• AUSGANGSTEXT:
Bei einem Test der Leitung im Mai 1619 zeigte sich, dass der Druck in den Deicheln zwischen den Brunnhäusern Obernesselgraben und Nagling zu groß war und die Deicheln barsten, Reiffenstuel ließ deshalb zusätzlich das Brunnhaus Grub errichten. Um das nötige Gefälle vom Hochbehälter zum nächsten Brunnhaus zu erhalten, wurde zusätzlich ein hölzerner Turm, der „Pichlerturm“ errichtet. Grub ging im Dezember 1619 in Betrieb.[1]
Am Anfang der Bauarbeiten 1617 waren vier Zimmermeister, 44 Zimmerer, mehrere Maurer und Tagelöhner beschäftigt. Zusätzlich wurden Steinbrecher, Holzknechte, Fuhrleute und weitere Arbeiter beauftragt. Anfangs erhielten die Zimmerer 14 Kreuzer Tageslohn, nachdem sie nach fünf Wochen Bauzeit ihre Arbeit mit der Begründung „weilen sy in der frembd auch Schmalz und anderes in hohem Gelt erkauffen müßen“[1] niederlegten, erhielten sie einen Kreuzer mehr. Um keine Zeit zu verlieren, wurde auf Richtfeste der Brunnhäuser verzichtet, die Zimmerleute erhielten nach Abschluss der Arbeiten anstatt des üblichen Firstweins eine zusätzliche Geldsumme ausbezahlt.

• ANWEISUNGEN:
1. Wann ging laut dem Ausgangstext das Brunnhaus Grub in Betrieb?
2. Schreib in den Datensätzen das Stück von der Zeile mit „trace the outline of every instance of the <item>globe“ bis zur Zeile mit „191L255 177L255 17L243“ noch einmal ab. Setz dabei „shape“ an die Stelle von „polygon“.
Der Ausgangstext und die Datensätze haben nichts miteinander zu tun.

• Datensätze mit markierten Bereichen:
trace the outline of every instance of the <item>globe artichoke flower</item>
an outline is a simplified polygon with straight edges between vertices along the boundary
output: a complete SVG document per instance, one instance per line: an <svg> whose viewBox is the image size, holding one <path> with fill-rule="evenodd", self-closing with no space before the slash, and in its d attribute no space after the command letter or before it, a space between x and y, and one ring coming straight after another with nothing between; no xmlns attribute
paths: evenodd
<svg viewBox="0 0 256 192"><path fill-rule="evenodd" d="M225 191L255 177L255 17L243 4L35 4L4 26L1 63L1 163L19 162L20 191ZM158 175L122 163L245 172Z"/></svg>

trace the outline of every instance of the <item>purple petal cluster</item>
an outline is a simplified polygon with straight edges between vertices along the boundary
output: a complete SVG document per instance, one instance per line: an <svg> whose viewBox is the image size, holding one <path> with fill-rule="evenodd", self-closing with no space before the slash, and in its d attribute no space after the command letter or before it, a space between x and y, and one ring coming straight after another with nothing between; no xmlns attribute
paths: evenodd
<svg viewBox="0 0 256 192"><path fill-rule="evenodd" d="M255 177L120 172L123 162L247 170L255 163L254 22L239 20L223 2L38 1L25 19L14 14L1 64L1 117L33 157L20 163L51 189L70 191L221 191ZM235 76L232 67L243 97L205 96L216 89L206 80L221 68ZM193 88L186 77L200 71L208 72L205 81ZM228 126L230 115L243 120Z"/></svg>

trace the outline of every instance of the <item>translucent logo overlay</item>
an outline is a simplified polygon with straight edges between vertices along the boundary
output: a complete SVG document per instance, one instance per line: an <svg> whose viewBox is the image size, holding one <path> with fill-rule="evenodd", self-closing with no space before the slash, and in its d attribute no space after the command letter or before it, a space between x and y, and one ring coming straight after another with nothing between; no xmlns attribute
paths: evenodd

--

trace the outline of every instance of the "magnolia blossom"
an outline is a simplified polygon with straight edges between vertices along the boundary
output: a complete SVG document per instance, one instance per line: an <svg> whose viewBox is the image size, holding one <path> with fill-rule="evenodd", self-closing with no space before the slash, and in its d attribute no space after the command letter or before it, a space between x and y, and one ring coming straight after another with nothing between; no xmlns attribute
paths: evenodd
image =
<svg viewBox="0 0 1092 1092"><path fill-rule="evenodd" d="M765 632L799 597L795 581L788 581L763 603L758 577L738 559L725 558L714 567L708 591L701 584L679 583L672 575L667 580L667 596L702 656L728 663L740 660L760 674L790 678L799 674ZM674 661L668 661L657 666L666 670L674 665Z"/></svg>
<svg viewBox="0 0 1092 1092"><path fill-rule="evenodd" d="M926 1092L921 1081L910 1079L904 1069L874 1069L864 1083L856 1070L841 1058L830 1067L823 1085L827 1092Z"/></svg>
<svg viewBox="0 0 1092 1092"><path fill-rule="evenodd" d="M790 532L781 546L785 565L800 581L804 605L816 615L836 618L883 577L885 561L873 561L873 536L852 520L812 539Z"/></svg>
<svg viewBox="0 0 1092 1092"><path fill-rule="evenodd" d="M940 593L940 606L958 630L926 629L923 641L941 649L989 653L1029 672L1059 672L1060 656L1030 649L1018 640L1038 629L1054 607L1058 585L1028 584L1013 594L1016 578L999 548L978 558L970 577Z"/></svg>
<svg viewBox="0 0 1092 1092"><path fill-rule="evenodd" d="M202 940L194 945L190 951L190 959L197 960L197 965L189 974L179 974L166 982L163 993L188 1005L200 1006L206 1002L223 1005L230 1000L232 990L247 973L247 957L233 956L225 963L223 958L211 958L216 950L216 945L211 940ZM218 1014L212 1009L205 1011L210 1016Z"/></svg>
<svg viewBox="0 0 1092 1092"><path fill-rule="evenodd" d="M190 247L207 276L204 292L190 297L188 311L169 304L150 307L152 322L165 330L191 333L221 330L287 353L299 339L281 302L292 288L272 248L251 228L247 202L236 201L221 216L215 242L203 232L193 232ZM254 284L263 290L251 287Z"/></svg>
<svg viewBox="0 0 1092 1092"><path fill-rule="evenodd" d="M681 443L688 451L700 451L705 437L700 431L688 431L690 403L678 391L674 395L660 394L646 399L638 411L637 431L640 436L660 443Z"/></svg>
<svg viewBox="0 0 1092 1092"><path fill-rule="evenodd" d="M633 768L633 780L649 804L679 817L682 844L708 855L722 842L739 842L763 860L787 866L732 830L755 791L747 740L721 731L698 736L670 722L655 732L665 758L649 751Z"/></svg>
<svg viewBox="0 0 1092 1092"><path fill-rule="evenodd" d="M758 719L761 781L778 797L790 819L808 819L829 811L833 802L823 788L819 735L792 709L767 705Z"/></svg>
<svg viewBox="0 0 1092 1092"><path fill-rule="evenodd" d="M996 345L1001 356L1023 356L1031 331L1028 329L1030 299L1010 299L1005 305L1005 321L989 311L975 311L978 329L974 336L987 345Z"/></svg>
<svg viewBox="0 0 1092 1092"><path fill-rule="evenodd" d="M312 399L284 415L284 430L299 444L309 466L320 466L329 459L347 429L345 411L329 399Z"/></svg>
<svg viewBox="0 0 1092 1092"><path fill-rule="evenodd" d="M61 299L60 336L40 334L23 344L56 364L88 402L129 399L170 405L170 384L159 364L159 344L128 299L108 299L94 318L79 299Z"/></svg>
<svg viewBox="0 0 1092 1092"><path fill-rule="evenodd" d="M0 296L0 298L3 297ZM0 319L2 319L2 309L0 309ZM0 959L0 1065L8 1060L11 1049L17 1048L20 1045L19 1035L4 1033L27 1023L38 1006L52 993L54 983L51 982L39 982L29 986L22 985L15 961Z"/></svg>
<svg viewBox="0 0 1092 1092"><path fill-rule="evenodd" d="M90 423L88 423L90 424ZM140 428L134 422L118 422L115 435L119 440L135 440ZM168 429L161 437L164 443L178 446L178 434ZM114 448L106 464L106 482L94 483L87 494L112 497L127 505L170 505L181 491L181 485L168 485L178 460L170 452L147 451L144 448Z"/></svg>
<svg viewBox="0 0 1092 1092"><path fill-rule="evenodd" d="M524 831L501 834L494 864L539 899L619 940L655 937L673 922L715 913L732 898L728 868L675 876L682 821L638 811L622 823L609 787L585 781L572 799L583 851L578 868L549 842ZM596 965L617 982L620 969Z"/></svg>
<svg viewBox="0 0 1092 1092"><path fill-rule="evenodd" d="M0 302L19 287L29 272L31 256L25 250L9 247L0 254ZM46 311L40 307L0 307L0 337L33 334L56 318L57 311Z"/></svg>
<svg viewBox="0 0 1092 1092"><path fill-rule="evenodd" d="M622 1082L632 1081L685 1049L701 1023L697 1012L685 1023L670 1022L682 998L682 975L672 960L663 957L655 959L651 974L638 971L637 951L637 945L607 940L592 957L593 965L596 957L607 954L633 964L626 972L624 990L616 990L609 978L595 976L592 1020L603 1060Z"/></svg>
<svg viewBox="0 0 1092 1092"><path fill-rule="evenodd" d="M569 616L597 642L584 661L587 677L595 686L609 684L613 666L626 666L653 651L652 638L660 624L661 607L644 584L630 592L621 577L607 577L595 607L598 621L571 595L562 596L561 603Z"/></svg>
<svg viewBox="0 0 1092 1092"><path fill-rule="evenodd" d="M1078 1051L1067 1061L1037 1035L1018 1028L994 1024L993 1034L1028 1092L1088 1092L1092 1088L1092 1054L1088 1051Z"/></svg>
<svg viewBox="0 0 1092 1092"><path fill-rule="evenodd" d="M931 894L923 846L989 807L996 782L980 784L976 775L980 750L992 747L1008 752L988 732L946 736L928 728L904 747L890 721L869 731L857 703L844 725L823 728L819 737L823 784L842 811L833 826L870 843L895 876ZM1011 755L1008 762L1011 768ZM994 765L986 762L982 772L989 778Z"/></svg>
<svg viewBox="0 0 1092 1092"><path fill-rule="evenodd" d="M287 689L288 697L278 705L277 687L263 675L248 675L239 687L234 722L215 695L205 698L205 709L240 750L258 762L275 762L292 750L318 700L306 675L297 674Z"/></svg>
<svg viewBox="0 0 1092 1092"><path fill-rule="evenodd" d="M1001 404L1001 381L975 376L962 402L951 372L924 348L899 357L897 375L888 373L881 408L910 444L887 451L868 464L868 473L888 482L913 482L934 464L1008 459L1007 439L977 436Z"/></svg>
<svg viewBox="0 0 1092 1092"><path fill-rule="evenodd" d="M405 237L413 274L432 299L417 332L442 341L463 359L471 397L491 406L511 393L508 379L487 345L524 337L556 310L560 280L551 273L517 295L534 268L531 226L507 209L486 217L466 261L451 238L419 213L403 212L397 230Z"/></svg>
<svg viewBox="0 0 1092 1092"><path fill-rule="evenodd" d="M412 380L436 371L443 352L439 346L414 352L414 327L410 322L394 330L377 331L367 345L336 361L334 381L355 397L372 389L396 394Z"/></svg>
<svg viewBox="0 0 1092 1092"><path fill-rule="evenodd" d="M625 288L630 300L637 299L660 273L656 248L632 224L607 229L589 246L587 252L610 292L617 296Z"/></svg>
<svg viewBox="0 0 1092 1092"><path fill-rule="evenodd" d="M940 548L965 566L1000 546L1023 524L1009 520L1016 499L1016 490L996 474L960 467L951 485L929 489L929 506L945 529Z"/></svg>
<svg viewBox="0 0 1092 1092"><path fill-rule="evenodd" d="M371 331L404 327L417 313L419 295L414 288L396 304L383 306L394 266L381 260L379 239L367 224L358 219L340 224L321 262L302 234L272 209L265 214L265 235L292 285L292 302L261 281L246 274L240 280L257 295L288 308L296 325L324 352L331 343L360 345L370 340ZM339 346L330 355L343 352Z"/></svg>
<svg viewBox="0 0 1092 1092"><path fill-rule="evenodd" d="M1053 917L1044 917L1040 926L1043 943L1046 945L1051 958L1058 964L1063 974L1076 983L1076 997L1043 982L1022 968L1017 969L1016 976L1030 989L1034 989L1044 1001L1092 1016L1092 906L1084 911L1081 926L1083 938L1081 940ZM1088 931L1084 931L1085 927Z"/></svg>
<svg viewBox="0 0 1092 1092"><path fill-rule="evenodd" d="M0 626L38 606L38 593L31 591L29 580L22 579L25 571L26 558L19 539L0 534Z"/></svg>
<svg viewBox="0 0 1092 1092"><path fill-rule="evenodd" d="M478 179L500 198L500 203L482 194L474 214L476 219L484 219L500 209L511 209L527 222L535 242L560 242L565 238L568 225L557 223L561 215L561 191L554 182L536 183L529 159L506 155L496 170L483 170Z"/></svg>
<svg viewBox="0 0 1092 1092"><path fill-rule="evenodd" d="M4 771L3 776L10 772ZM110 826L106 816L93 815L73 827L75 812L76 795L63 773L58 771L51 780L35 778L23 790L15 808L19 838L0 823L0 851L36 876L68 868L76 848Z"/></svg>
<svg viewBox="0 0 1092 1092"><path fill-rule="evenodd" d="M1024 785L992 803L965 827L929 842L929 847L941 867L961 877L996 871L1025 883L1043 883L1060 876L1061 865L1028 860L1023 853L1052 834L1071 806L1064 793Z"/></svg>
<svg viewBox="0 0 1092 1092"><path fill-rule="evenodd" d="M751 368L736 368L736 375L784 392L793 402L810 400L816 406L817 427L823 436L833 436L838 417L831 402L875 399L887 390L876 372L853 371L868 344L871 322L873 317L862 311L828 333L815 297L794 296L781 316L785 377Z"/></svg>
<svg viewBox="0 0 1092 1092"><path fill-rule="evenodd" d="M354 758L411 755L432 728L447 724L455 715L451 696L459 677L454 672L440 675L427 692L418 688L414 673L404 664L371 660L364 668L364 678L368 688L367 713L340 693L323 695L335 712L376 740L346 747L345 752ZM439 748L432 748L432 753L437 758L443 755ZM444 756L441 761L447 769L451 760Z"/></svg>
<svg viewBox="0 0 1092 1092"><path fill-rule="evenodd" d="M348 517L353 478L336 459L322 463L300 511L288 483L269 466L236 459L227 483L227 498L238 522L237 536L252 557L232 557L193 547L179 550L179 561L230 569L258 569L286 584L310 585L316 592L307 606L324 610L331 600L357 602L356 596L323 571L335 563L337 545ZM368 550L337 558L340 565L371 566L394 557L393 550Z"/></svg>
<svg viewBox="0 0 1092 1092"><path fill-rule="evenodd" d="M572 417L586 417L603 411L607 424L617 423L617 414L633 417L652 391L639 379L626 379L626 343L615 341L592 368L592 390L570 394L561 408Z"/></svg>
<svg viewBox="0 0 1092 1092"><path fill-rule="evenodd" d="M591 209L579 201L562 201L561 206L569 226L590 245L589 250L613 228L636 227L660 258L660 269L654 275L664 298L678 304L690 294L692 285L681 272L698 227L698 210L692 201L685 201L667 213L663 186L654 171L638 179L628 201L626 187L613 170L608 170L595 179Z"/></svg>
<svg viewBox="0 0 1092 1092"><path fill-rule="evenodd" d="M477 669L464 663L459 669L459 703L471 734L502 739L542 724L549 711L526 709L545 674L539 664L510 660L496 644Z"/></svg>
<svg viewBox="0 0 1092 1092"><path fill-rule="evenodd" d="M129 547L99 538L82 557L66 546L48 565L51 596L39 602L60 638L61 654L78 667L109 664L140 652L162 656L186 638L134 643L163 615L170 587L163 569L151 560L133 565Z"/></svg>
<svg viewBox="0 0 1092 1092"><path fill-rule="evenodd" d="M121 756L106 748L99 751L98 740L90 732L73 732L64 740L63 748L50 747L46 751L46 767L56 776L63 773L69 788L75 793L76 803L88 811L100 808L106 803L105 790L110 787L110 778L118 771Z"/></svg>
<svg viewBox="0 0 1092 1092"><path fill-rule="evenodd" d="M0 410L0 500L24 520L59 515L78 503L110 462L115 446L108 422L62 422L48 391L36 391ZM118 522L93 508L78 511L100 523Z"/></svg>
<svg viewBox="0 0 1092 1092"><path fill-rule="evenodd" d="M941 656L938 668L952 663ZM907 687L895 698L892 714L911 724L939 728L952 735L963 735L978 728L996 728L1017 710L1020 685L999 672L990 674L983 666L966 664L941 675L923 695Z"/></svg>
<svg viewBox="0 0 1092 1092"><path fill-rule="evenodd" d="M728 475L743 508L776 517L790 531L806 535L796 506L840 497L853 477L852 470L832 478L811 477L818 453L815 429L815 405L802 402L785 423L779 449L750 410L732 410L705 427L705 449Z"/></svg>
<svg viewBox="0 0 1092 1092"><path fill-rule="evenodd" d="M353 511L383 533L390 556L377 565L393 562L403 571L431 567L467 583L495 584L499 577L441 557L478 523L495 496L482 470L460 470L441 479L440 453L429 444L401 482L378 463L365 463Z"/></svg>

• LÖSUNGEN:
1. Im Dezember 1619.

2.
trace the outline of every instance of the <item>globe artichoke flower</item>
an outline is a simplified shape with straight edges between vertices along the boundary
output: a complete SVG document per instance, one instance per line: an <svg> whose viewBox is the image size, holding one <path> with fill-rule="evenodd", self-closing with no space before the slash, and in its d attribute no space after the command letter or before it, a space between x and y, and one ring coming straight after another with nothing between; no xmlns attribute
paths: evenodd
<svg viewBox="0 0 256 192"><path fill-rule="evenodd" d="M225 191L255 177L255 17L243 4L35 4L4 26L1 63L1 163L19 162L20 191ZM158 175L122 163L245 172Z"/></svg>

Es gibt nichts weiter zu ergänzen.